§ Direction: Write out every entry exactly as it stands.

§ Records:
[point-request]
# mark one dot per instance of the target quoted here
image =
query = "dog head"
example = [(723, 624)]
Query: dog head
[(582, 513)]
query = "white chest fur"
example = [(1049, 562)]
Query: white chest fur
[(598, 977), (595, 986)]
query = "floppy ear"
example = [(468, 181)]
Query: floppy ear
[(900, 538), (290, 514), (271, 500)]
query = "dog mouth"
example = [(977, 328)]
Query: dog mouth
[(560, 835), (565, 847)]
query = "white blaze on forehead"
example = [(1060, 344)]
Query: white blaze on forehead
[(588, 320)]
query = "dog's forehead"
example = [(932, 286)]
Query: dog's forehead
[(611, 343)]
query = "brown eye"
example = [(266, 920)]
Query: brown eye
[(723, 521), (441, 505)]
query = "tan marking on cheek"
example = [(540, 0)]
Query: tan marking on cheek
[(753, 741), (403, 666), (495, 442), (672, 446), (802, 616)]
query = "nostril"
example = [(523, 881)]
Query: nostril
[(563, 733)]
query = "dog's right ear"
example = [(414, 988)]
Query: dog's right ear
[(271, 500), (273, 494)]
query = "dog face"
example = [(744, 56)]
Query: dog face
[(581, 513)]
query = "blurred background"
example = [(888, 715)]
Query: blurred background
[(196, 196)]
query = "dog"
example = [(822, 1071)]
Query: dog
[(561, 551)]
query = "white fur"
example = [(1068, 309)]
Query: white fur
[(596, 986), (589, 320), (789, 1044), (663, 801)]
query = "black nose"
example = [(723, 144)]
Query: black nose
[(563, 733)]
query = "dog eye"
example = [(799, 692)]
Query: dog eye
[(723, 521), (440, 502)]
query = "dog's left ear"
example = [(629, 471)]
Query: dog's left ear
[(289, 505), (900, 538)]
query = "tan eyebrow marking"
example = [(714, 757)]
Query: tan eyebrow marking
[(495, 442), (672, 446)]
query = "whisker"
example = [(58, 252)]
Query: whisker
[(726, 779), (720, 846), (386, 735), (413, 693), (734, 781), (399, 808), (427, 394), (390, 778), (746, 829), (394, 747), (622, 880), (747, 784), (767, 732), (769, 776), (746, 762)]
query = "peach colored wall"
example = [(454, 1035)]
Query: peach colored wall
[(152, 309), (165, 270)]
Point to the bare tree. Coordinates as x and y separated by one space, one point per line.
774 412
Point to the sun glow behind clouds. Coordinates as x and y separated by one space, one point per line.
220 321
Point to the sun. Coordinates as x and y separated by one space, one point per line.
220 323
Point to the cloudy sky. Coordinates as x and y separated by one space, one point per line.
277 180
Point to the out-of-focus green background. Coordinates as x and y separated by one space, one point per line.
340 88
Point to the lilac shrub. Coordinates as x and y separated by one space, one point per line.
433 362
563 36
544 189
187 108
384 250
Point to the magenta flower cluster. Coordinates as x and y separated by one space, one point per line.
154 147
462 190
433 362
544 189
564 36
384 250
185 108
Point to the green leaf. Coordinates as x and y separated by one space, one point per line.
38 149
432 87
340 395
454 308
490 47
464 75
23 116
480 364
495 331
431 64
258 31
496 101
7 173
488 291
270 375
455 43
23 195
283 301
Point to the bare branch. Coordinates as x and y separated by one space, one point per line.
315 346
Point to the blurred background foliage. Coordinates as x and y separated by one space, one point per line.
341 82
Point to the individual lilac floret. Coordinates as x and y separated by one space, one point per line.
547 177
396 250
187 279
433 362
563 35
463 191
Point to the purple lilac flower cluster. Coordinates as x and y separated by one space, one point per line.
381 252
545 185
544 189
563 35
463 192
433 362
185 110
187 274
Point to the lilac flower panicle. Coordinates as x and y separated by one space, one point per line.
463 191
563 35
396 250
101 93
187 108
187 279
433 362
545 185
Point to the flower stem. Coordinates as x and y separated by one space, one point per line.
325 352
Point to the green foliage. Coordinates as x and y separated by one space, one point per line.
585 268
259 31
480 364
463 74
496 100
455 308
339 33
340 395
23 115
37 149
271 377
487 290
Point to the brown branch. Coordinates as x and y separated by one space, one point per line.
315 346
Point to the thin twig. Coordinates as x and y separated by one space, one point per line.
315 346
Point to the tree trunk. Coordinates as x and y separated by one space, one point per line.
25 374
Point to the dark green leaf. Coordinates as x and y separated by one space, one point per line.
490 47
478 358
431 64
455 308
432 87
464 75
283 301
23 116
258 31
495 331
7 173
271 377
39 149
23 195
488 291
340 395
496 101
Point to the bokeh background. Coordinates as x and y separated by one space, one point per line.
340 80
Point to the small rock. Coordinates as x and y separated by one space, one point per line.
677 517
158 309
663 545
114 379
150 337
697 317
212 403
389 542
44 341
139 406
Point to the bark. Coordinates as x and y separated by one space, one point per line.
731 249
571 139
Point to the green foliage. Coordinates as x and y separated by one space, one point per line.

§ Result for this exercise:
[point-request]
# mark one dot per instance of the target quoted here
image =
query = "dog head"
example = [(723, 624)]
Query: dog head
[(582, 513)]
query = "white chest fur"
example = [(1049, 562)]
Query: white chest fur
[(598, 977), (595, 986)]
query = "floppy ear"
example = [(468, 181)]
Query: floppy ear
[(900, 538), (290, 514), (271, 500)]
query = "dog mouth"
example = [(977, 328)]
Query: dog mouth
[(560, 835), (565, 847)]
query = "white blaze on forehead"
example = [(1060, 344)]
Query: white blaze on forehead
[(588, 320)]
query = "dog's forehead"
example = [(932, 286)]
Query: dog's forehead
[(611, 343)]
query = "brown eye"
example = [(266, 920)]
Query: brown eye
[(723, 521), (441, 505)]
query = "tan marking on cheek"
example = [(540, 0)]
Query: tan marking on cheek
[(753, 741), (403, 666), (495, 442), (672, 446), (802, 616)]
query = "nostril"
example = [(523, 881)]
Query: nostril
[(563, 733)]
query = "dog's right ear"
example = [(414, 988)]
Query: dog's right ear
[(271, 500), (273, 494)]
query = "dog face"
example = [(744, 56)]
Query: dog face
[(581, 513)]
query = "blurred background"
example = [(888, 715)]
Query: blurred background
[(196, 196)]
query = "dog"
example = [(822, 1071)]
Query: dog
[(561, 551)]
query = "white fur"
example = [(1068, 309)]
Query: white fur
[(596, 986), (589, 320), (789, 1044), (663, 801)]
query = "black nose"
example = [(723, 144)]
Query: black nose
[(563, 733)]
query = "dog eye"
example = [(799, 692)]
Query: dog eye
[(723, 521), (440, 502)]
query = "dog's left ear"
example = [(629, 471)]
Query: dog's left ear
[(289, 505), (900, 538)]
query = "tan eyebrow marking"
example = [(714, 757)]
Query: tan eyebrow marking
[(495, 442), (672, 446)]
query = "whisker"
example = [(58, 252)]
Query: whisker
[(726, 779), (720, 846), (386, 735), (413, 693), (734, 781), (399, 808), (427, 394), (390, 778), (746, 829), (394, 747), (622, 880), (747, 784), (767, 732), (769, 776), (746, 762)]
query = "peach colored wall"
example = [(454, 1035)]
Query: peach colored wall
[(152, 309), (165, 270)]
Point to the bare tree. Coordinates as x and y separated by one space, one point per line.
774 412
Point to the sun glow behind clouds. Coordinates as x and y separated by one space, one point per line.
220 321
Point to the sun. Coordinates as x and y separated by one space, one point per line.
220 323
Point to the cloudy sky. Coordinates as x and y separated by one space, one point per line.
277 180
Point to the out-of-focus green background. Coordinates as x and y separated by one space, one point per line.
340 88
Point to the lilac shrub. Coordinates as x and y separated by one space, one point per line.
433 362
563 36
544 189
187 108
384 250
Point to the magenta flower cluster. Coordinates as x and y separated by one space, one point per line.
154 147
462 190
433 362
544 189
564 36
384 250
185 108
Point to the green leaf. Coordinates as x and y separated by one space, one point per line.
38 149
432 87
340 395
454 308
490 47
464 75
23 116
480 364
495 331
431 64
258 31
496 101
7 173
488 291
270 375
455 43
23 195
283 301
Point to the bare branch. Coordinates as x and y separated by one space, one point per line.
315 346
Point to the blurred background foliage. Coordinates as x and y separated by one space, one point per line.
341 82
Point to the individual lilac floret. Coordinates as x and y separated by one space, one point per line.
547 177
396 250
187 279
433 362
563 35
463 191
Point to the purple lilac flower cluster. Coordinates as x and y separated by one space, one point per line.
381 252
545 185
544 189
563 35
463 192
433 362
185 110
187 274
Point to the lilac flower panicle. Coordinates as x and y separated by one space, one point per line.
463 191
563 35
396 250
101 93
187 108
187 279
433 362
545 185
Point to the flower stem. Coordinates as x and y separated by one space, one point per line.
325 352
Point to the green foliage. Coordinates as x and y separated by one space, one point per line.
585 268
259 31
480 364
463 74
496 100
455 308
339 33
340 395
23 115
37 149
271 377
487 290
Point to the brown branch. Coordinates as x and y separated by one space, one point per line.
315 346
Point to the thin twig. Coordinates as x and y separated by one space, one point per line.
315 346
Point to the tree trunk. Coordinates as x and y separated by one space, one point per line.
25 374
Point to the dark green leaf. Coordinates as x and y separated by one space, one point per line.
490 47
478 358
431 64
455 308
432 87
464 75
283 301
23 116
258 31
495 331
7 173
271 377
39 149
23 195
488 291
340 395
496 101
Point to the bokeh background. Coordinates as x and y separated by one space, one point per line.
340 80
Point to the small rock. Coordinates as x and y separated by one space, one point per line.
677 517
158 309
663 545
114 379
150 337
697 317
212 403
389 542
44 341
139 406
Point to the bark. Coordinates as x and y separated by one space, one point per line.
731 249
571 139
Point to the green foliage. Coordinates as x and y separated by one space, one point per line.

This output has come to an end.